Directions:
Swap "welcome" for "appreciated" in every entry below and write the entries out again with nothing else changed.

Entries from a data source
◇ ◇ ◇
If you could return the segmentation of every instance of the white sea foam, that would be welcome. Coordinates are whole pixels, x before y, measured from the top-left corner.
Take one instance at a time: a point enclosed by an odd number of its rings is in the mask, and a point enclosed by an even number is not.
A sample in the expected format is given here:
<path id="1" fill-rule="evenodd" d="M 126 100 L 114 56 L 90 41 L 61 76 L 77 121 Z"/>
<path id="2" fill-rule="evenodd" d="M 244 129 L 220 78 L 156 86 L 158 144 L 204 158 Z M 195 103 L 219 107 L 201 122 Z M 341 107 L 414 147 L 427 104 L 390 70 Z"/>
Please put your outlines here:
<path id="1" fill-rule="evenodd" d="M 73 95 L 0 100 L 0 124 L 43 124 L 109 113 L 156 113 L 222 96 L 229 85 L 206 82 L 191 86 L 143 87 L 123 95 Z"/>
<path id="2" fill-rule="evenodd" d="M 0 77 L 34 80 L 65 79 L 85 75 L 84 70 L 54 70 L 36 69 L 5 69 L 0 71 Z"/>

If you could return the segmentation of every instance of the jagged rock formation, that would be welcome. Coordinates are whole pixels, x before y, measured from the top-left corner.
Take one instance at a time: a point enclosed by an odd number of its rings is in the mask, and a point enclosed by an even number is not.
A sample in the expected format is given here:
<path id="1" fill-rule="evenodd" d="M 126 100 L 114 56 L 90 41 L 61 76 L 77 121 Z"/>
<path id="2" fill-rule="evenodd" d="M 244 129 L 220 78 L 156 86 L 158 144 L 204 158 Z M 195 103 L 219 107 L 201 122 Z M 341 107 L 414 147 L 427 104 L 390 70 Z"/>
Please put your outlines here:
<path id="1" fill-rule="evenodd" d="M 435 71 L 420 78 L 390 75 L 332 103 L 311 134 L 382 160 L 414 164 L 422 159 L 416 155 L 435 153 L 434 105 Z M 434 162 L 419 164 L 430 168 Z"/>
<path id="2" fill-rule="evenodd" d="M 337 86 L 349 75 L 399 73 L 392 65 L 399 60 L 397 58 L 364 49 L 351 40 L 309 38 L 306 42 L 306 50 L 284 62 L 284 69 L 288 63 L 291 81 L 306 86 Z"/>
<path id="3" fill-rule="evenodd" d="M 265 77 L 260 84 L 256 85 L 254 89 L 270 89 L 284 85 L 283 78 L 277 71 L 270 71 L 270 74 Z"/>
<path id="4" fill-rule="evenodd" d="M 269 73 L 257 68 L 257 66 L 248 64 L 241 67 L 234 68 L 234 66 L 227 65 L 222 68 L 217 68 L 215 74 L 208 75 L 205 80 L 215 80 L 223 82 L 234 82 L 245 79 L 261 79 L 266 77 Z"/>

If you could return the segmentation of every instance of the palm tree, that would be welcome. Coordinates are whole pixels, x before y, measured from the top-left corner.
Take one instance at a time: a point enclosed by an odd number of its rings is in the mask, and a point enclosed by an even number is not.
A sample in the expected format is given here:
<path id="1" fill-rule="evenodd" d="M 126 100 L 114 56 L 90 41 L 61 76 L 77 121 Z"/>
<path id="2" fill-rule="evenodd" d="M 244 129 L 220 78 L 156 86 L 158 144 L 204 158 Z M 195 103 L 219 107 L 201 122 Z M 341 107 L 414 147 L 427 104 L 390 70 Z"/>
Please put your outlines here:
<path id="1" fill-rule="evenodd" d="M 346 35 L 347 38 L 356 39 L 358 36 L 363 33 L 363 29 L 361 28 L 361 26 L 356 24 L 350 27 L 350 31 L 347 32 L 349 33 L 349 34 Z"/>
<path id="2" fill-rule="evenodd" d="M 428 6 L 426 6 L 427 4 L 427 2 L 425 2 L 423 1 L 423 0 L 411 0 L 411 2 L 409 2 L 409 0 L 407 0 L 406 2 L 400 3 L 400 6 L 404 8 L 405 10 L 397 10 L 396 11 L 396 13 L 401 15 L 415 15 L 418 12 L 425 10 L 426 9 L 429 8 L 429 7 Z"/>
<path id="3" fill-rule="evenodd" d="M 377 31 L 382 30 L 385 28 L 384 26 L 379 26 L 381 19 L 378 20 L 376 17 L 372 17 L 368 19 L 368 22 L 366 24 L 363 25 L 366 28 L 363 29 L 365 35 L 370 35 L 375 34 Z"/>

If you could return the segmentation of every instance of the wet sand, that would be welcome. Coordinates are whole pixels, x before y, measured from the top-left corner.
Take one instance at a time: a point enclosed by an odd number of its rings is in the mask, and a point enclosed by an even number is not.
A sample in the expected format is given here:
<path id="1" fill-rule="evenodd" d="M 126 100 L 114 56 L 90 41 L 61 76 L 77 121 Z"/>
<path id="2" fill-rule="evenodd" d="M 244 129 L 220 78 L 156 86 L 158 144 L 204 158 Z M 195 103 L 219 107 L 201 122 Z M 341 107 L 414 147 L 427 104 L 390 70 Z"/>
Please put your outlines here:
◇ ◇ ◇
Full output:
If you could return the segmentation of every instance of the white sea foam, that would be appreciated. Coordinates are whole pixels, x before y, measured from the top-left corner.
Take one instance at a time: a point enclosed by an odd number of its rings is in the mask, and a point enclosed by an even number is not.
A sample in the expected format is given here:
<path id="1" fill-rule="evenodd" d="M 126 100 L 114 56 L 90 41 L 61 76 L 77 121 Z"/>
<path id="2" fill-rule="evenodd" d="M 244 129 L 220 78 L 156 86 L 158 144 L 204 158 Z M 195 103 L 219 107 L 201 122 Z M 341 107 L 414 147 L 427 104 L 390 70 Z"/>
Please put your outlines here:
<path id="1" fill-rule="evenodd" d="M 73 95 L 0 100 L 0 124 L 43 124 L 109 113 L 156 113 L 222 96 L 229 85 L 206 82 L 191 86 L 143 87 L 123 95 Z"/>
<path id="2" fill-rule="evenodd" d="M 0 77 L 34 80 L 65 79 L 85 75 L 84 70 L 54 70 L 36 69 L 5 69 L 0 71 Z"/>

If you could return the segmentation of every instance of the jagged rock formation, that would be appreciated. Coordinates are whole pixels, x before y, measured from the top-left corner.
Take one instance at a time: a point enclosed by an odd number of its rings is in the mask, and a point enclosed by an even number is not.
A sample in the expected format is given here:
<path id="1" fill-rule="evenodd" d="M 126 100 L 114 56 L 90 41 L 61 76 L 77 121 Z"/>
<path id="2" fill-rule="evenodd" d="M 244 129 L 220 78 L 156 86 L 158 144 L 204 158 Z M 195 103 L 219 107 L 201 122 Z M 341 107 L 414 147 L 427 104 L 390 70 Z"/>
Please put your outlines here:
<path id="1" fill-rule="evenodd" d="M 435 71 L 420 78 L 390 75 L 332 103 L 311 134 L 382 160 L 414 164 L 422 159 L 416 155 L 435 153 L 434 105 Z M 434 162 L 419 164 L 430 168 Z"/>
<path id="2" fill-rule="evenodd" d="M 337 86 L 349 75 L 399 73 L 392 65 L 399 60 L 397 58 L 364 49 L 351 40 L 309 38 L 306 42 L 306 50 L 284 62 L 284 69 L 288 63 L 291 81 L 306 86 Z"/>
<path id="3" fill-rule="evenodd" d="M 265 77 L 260 84 L 256 85 L 254 89 L 270 89 L 284 85 L 283 78 L 277 71 L 270 71 L 270 74 Z"/>
<path id="4" fill-rule="evenodd" d="M 269 73 L 257 68 L 257 66 L 248 64 L 241 67 L 234 68 L 234 66 L 227 65 L 222 68 L 217 68 L 215 74 L 208 75 L 205 80 L 215 80 L 223 82 L 234 82 L 245 79 L 261 79 L 266 77 Z"/>

If you could return the segmentation of every instance of the palm tree, that would be appreciated. Coordinates are whole pixels, x before y, measured from the top-left corner.
Take one instance at a time: a point enclosed by an odd number of its rings is in the mask, and a point enclosed by an even number is not.
A sample in the expected format is given here:
<path id="1" fill-rule="evenodd" d="M 126 100 L 114 56 L 90 41 L 61 76 L 77 121 Z"/>
<path id="2" fill-rule="evenodd" d="M 244 129 L 220 78 L 156 86 L 158 144 L 204 158 Z M 195 103 L 219 107 L 201 122 Z M 341 107 L 414 147 L 427 104 L 390 70 Z"/>
Please put your outlines here:
<path id="1" fill-rule="evenodd" d="M 346 35 L 347 38 L 356 39 L 358 36 L 363 33 L 363 29 L 361 28 L 361 26 L 356 24 L 350 27 L 350 31 L 347 32 L 349 33 L 349 34 Z"/>
<path id="2" fill-rule="evenodd" d="M 428 6 L 426 6 L 427 4 L 427 2 L 425 2 L 423 1 L 423 0 L 411 0 L 411 2 L 409 2 L 409 0 L 407 0 L 406 2 L 400 3 L 400 6 L 404 8 L 405 10 L 397 10 L 396 11 L 396 13 L 401 15 L 415 15 L 418 12 L 425 10 L 426 9 L 429 8 L 429 7 Z"/>
<path id="3" fill-rule="evenodd" d="M 377 31 L 382 30 L 385 28 L 384 26 L 379 26 L 381 19 L 378 20 L 376 17 L 372 17 L 368 19 L 368 22 L 366 24 L 363 25 L 366 28 L 363 29 L 365 35 L 370 35 L 375 34 Z"/>

If you could return the segmentation of every instance of the wet sand, that would be appreciated. Coordinates are whole pixels, x before y, measured from the top-left corner.
Take one instance at a time: a point enclosed by an odd number of its rings is in the mask, and a point enclosed by an even number is not.
A sample in the expected format is given here:
<path id="1" fill-rule="evenodd" d="M 126 100 L 114 56 L 90 41 L 61 76 L 77 121 Z"/>
<path id="2" fill-rule="evenodd" d="M 244 129 L 220 78 L 156 86 L 158 144 L 204 158 Z M 195 103 L 219 107 L 201 122 Z M 341 107 L 414 147 L 427 104 L 390 70 Z"/>
Please put your outlines here:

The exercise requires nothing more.